Start of RECORDS

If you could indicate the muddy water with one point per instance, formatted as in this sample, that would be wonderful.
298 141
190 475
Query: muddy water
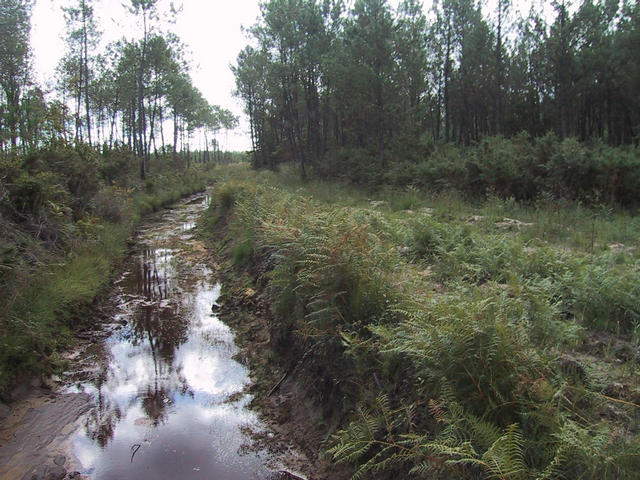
169 397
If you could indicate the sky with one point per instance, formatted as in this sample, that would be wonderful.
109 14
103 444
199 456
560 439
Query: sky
211 29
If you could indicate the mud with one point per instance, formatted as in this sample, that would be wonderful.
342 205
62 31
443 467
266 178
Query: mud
155 389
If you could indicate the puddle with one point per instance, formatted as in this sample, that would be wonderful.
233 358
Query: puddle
169 401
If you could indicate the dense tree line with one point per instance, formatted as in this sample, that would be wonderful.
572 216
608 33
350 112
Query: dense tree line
377 82
136 94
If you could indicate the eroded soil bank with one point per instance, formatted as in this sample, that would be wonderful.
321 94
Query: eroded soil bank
155 390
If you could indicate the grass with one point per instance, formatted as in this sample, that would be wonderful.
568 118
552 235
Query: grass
452 339
47 301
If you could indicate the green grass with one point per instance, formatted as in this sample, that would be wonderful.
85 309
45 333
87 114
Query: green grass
452 342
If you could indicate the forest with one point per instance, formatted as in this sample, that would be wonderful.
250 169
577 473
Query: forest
80 165
428 257
377 95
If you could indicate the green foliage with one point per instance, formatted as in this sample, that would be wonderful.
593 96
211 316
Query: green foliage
446 344
62 231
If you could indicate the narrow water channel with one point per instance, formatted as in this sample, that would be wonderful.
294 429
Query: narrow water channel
169 394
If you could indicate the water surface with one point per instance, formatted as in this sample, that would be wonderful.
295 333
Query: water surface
169 397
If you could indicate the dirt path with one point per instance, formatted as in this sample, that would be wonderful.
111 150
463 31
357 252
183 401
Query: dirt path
35 435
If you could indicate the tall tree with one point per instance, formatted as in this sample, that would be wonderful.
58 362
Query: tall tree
15 28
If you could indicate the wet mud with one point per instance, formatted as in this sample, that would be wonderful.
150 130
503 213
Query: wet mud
155 390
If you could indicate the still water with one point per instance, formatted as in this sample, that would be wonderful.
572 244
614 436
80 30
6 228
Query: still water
169 394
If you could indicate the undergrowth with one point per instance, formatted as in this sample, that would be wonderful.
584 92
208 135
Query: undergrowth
450 342
65 217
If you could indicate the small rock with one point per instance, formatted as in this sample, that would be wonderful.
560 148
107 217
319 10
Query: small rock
511 223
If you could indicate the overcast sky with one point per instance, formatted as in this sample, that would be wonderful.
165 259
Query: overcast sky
212 30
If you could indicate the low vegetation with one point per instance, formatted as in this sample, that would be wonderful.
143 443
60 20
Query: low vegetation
448 338
65 216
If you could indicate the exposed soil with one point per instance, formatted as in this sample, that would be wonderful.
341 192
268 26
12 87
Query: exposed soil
35 435
37 430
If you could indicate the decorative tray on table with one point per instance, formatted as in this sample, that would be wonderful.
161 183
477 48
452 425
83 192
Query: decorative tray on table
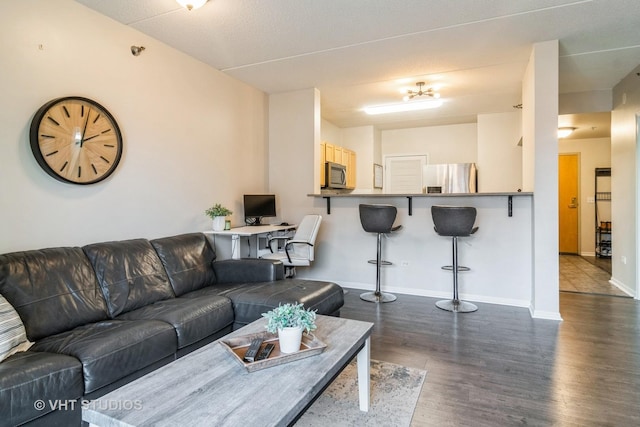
238 346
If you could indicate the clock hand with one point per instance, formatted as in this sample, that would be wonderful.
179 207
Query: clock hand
86 122
91 137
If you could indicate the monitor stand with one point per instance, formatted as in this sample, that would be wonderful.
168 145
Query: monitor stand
256 222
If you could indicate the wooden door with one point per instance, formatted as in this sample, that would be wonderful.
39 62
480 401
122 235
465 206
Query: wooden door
568 205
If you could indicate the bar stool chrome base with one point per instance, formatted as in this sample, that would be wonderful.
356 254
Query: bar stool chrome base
377 297
456 306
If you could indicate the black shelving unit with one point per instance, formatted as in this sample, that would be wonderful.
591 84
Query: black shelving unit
603 224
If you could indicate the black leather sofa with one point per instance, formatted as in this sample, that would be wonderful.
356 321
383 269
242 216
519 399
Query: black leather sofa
107 313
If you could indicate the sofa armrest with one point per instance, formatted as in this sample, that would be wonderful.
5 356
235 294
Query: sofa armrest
248 270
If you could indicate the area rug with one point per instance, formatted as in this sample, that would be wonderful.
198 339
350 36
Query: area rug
394 395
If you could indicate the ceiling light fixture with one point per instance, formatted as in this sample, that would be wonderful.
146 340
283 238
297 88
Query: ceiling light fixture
405 106
565 132
191 4
136 50
429 92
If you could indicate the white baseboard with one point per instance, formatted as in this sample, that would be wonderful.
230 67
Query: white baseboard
435 294
547 315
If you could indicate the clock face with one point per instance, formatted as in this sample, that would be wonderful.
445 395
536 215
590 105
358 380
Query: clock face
76 140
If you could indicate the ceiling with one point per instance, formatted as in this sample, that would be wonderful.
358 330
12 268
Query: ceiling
362 52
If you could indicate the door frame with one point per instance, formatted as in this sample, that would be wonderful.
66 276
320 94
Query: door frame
579 196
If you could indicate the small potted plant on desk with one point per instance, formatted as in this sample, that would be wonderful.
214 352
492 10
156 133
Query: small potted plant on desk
218 213
289 321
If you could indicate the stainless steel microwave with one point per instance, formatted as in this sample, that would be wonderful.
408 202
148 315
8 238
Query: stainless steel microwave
335 175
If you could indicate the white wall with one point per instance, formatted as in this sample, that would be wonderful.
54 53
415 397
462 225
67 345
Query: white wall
594 153
361 140
192 136
294 145
330 133
443 144
624 181
540 173
499 156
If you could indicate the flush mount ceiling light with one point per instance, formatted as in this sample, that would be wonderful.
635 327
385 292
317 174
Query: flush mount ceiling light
137 50
428 92
565 132
405 106
191 4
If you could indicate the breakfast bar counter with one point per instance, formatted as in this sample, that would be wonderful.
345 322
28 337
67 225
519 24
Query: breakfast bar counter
499 254
328 195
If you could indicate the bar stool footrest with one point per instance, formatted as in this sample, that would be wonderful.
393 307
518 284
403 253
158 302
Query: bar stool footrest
374 262
377 297
460 268
456 306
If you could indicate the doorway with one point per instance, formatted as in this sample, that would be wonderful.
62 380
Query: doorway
568 205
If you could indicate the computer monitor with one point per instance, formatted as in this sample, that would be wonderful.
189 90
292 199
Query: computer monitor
258 206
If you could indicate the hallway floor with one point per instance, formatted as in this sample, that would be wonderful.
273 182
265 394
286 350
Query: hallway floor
581 276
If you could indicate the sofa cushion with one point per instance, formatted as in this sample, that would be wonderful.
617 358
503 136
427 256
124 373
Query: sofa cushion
193 319
247 270
187 261
53 290
112 349
12 332
250 300
129 273
27 377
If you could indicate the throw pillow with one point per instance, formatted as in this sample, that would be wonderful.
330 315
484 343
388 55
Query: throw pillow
12 333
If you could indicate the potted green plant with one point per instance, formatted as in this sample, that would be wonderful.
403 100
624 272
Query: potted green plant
289 321
218 213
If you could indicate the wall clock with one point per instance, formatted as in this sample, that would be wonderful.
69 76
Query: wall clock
76 140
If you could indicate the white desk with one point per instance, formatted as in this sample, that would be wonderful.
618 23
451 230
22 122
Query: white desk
249 231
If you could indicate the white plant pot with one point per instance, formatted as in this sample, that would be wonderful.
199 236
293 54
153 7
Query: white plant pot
290 339
218 223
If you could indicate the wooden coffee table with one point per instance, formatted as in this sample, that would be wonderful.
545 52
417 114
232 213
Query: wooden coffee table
209 387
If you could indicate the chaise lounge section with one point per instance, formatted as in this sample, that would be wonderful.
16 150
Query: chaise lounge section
104 314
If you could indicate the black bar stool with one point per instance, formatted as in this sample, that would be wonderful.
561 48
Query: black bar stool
454 222
378 219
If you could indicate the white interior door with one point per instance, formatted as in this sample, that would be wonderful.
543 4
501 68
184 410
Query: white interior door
404 174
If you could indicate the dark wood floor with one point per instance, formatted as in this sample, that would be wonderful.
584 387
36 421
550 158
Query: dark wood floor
499 367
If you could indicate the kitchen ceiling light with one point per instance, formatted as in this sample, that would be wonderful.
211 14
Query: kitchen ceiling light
429 92
191 4
565 132
405 106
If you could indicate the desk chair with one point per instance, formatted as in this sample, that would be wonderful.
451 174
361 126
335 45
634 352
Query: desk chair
454 222
299 250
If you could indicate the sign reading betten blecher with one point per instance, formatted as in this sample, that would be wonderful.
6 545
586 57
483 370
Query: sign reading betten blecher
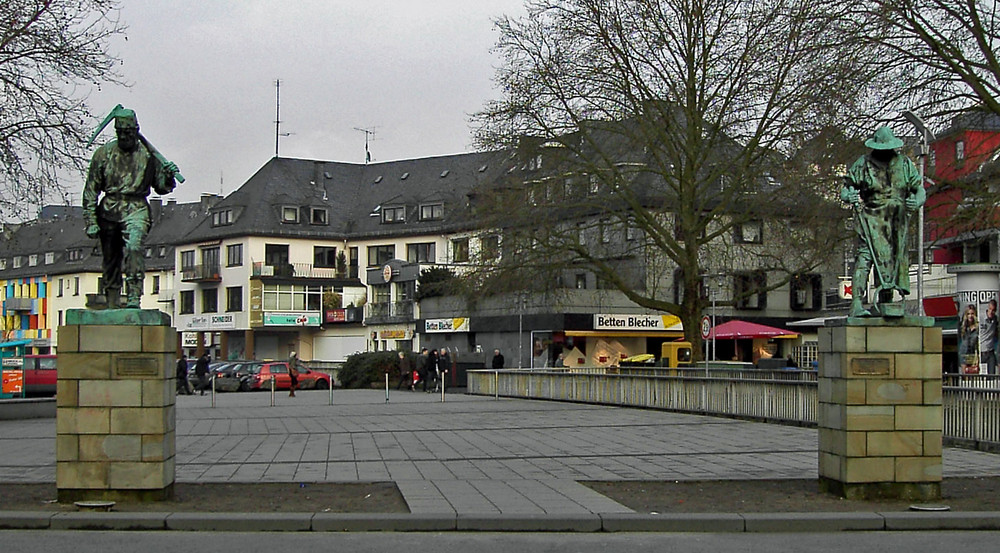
603 321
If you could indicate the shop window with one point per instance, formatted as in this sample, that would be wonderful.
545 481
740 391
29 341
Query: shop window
750 290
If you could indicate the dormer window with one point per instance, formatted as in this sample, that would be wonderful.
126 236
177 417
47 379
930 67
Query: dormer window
750 232
222 217
289 214
394 214
431 212
317 216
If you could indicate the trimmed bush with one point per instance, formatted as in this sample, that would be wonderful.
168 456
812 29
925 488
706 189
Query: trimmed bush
360 370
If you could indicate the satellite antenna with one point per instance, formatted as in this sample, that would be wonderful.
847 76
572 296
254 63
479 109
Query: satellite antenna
368 132
277 119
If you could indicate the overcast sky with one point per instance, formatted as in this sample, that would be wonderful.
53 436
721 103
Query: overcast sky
203 72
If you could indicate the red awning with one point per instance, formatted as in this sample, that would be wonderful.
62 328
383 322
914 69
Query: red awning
742 329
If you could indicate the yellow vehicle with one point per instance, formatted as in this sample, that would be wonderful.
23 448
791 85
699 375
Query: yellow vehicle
675 354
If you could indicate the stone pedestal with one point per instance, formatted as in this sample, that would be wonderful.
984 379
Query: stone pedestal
880 414
115 406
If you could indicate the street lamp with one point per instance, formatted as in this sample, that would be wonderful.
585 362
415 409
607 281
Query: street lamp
926 135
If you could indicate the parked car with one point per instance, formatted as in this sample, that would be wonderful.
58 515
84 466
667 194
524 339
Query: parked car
230 376
39 375
261 375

End of RECORDS

__DIRECTIVE__.
From the line with "If you could indicate the red" to the last line of the material, give every line again exactly, and only those lines.

__COMPLETED TASK__.
If you could indicate the red awning with one point per instance, formatted as in this sample, that would be wonderful.
62 328
383 322
914 69
Query: red awning
742 329
If you could indicate the yellow vehicle with one point per instance, formatted as in this sample, that would be wonderful.
23 448
791 85
699 375
Query: yellow vehicle
675 354
If you could indicate the stone pedestal with one point per instance, formatted as in this sample, that would be wonderful.
984 379
Query: stone pedestal
880 414
115 406
If you could indicate the street lamp with one point per instance, formatted as in this sample, that would be wonderful.
585 362
415 409
607 281
Query: street lamp
926 135
If you could indicate the parked car with one point per instance, formatted as in this sample, that would be wonderful.
58 515
84 466
667 194
524 339
Query: parked car
230 376
39 375
261 375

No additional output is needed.